▸ Task to carry out:
The line containing "Where can the stone" marks the start. Return it and every later line of the listing below exactly, ending with the last one.

───── Data for this exercise

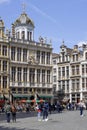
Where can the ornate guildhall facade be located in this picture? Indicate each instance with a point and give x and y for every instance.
(25, 65)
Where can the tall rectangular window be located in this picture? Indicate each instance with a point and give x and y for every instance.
(48, 57)
(83, 70)
(13, 53)
(38, 75)
(43, 58)
(24, 55)
(0, 49)
(0, 66)
(38, 56)
(18, 54)
(63, 71)
(4, 65)
(23, 35)
(0, 82)
(43, 76)
(4, 82)
(19, 74)
(4, 50)
(25, 75)
(32, 75)
(13, 75)
(73, 70)
(77, 69)
(48, 76)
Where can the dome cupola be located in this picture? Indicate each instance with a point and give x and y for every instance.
(23, 28)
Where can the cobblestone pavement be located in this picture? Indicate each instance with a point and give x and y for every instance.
(68, 120)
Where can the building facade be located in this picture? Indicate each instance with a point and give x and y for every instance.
(71, 76)
(25, 65)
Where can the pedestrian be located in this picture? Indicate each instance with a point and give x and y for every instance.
(7, 109)
(81, 107)
(38, 108)
(13, 112)
(45, 111)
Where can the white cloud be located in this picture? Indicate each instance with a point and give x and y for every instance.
(43, 13)
(3, 1)
(81, 43)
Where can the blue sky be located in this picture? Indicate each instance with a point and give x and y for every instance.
(57, 20)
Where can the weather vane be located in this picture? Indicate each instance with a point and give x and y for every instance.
(23, 7)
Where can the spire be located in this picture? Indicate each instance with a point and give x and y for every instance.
(23, 7)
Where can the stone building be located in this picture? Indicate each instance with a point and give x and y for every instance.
(25, 64)
(71, 76)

──────────

▸ Answer to this problem:
Where can the stone building be located in this picture? Indicate each instance with a point and give x and y for every instance.
(25, 64)
(71, 76)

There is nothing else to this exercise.